The input START

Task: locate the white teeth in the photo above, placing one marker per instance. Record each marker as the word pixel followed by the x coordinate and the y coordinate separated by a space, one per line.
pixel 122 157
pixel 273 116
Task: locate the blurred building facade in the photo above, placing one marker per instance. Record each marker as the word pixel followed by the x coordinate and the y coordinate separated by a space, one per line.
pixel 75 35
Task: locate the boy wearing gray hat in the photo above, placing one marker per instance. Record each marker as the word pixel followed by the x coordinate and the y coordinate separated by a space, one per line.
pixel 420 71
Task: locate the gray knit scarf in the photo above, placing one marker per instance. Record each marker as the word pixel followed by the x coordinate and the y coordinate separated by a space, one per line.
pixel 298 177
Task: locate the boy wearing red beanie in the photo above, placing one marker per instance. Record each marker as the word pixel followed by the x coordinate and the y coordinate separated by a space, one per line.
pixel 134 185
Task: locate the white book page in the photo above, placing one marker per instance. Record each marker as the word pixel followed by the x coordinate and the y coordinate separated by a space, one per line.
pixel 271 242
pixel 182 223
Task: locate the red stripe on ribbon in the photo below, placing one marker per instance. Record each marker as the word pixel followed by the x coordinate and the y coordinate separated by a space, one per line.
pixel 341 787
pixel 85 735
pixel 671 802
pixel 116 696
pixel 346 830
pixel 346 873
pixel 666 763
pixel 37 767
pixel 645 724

The input END

The answer must be an exact transcription of every record above.

- [Finished task]
Task: locate the white teeth in the photo above, placing one marker per instance. Record each marker as the word pixel followed by the x coordinate and the y coordinate separated by a space, one per line.
pixel 122 157
pixel 273 116
Task: locate the blurred building facade in the photo above, placing one marker per instance. Record each marker as the word pixel followed by the x coordinate and the y coordinate separated by a space, one per line.
pixel 75 35
Task: locate the boy wearing gray hat in the photo above, placing one marker per instance. Record each marker as the word pixel followed by the x coordinate and the y coordinate separated by a space, one per line.
pixel 420 71
Task: locate the gray knit scarf in the photo above, placing one marker per instance. Record each marker as the word pixel followed by the x coordinate and the y coordinate separated by a space, one per line.
pixel 298 177
Task: locate the boy wearing red beanie in the photo above, placing one marker per instance. Record each marker as the word pixel followed by the x coordinate and the y coordinate separated by a space, one per line.
pixel 134 185
Task: locate the white book page in the photo above, placing one marker per instance. Record each marker as the word pixel followed by the x coordinate and the y coordinate separated by a space, one per line.
pixel 271 242
pixel 182 223
Task: locate the red stripe on ribbon in the photo below, placing one marker per instance. Record each marker as the word pixel followed by the x coordinate and the y coordinate separated by a space, one per line.
pixel 341 787
pixel 85 735
pixel 671 802
pixel 116 696
pixel 346 830
pixel 346 873
pixel 666 763
pixel 37 767
pixel 645 724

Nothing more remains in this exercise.